# Stated task:
Identify each line in the items below that contains the word "with", and copy every such line in full.

# Working data:
▼
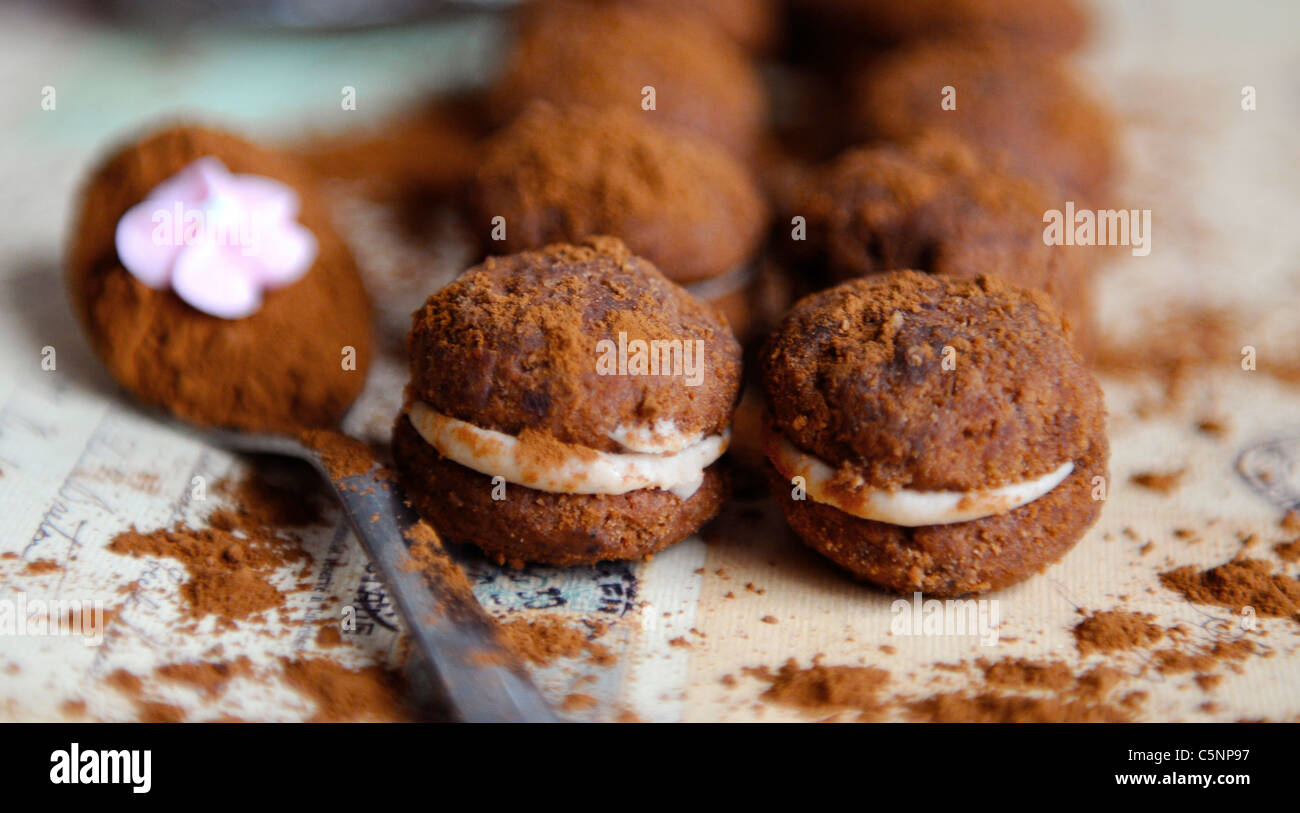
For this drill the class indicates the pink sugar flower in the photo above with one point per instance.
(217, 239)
▲
▼
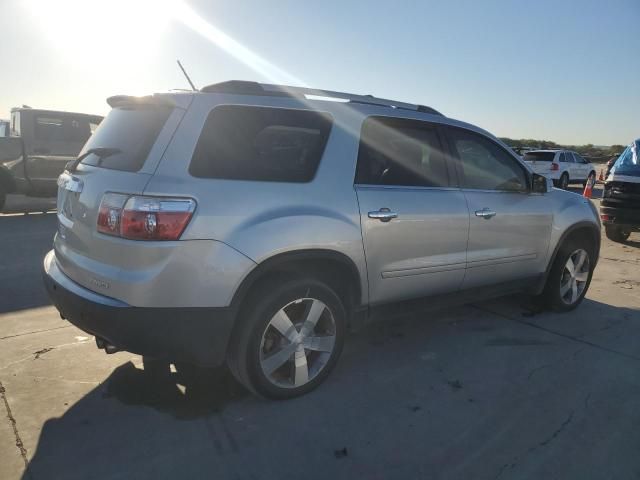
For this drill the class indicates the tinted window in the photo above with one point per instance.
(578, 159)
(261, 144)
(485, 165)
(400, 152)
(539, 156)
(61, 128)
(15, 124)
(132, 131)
▲
# Correct result:
For this drill the class indicates the pink sugar flower in the photo above with one point per instance.
For this drill the class indicates the tinted window in the photo above with one point per instance.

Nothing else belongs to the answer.